GOAL OF THE EXERCISE –
Edit the listing from the line with "Reviewer check: every instance of the beige" through the end of the listing, replacing "pillar" with "column" and leaving everything else unchanged. Return only those lines.

DATASET EXCERPTS –
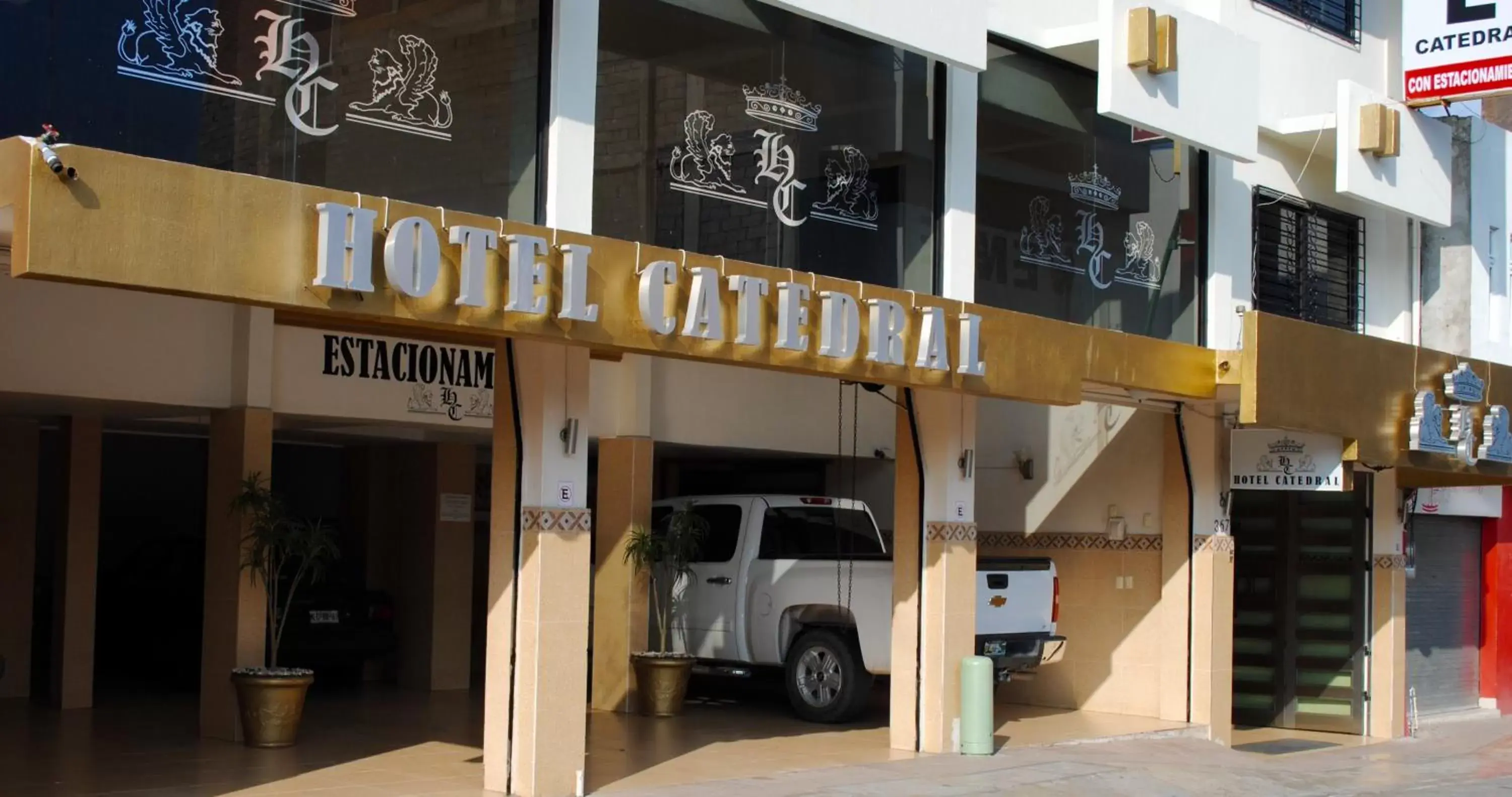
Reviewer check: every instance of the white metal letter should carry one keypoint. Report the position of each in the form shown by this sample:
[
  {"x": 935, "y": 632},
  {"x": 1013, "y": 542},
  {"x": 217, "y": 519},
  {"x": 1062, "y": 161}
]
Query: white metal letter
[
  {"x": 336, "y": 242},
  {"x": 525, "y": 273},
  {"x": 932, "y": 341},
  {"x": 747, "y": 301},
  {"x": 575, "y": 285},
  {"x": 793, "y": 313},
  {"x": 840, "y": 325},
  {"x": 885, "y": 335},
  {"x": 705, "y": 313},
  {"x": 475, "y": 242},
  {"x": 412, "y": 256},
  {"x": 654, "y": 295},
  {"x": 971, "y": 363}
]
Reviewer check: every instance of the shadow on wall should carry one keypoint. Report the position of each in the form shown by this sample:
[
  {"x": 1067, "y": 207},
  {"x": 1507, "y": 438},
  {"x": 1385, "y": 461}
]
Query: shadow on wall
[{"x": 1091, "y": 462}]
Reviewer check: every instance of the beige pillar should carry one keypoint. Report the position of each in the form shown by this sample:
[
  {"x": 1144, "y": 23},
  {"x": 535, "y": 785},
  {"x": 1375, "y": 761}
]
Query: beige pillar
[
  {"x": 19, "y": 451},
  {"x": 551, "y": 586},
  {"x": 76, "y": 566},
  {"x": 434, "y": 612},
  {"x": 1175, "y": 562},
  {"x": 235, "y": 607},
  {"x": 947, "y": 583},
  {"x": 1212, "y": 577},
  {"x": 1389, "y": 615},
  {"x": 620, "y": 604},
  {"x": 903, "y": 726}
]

ANSWER –
Reviewer check: every instance of the beige column should carry one keypoint. Report the position of each in the form shown by this sample:
[
  {"x": 1144, "y": 23},
  {"x": 535, "y": 785},
  {"x": 1375, "y": 761}
]
Query: beige column
[
  {"x": 19, "y": 451},
  {"x": 551, "y": 586},
  {"x": 76, "y": 566},
  {"x": 434, "y": 612},
  {"x": 1175, "y": 562},
  {"x": 235, "y": 607},
  {"x": 947, "y": 583},
  {"x": 1212, "y": 577},
  {"x": 1389, "y": 615},
  {"x": 620, "y": 604},
  {"x": 903, "y": 726}
]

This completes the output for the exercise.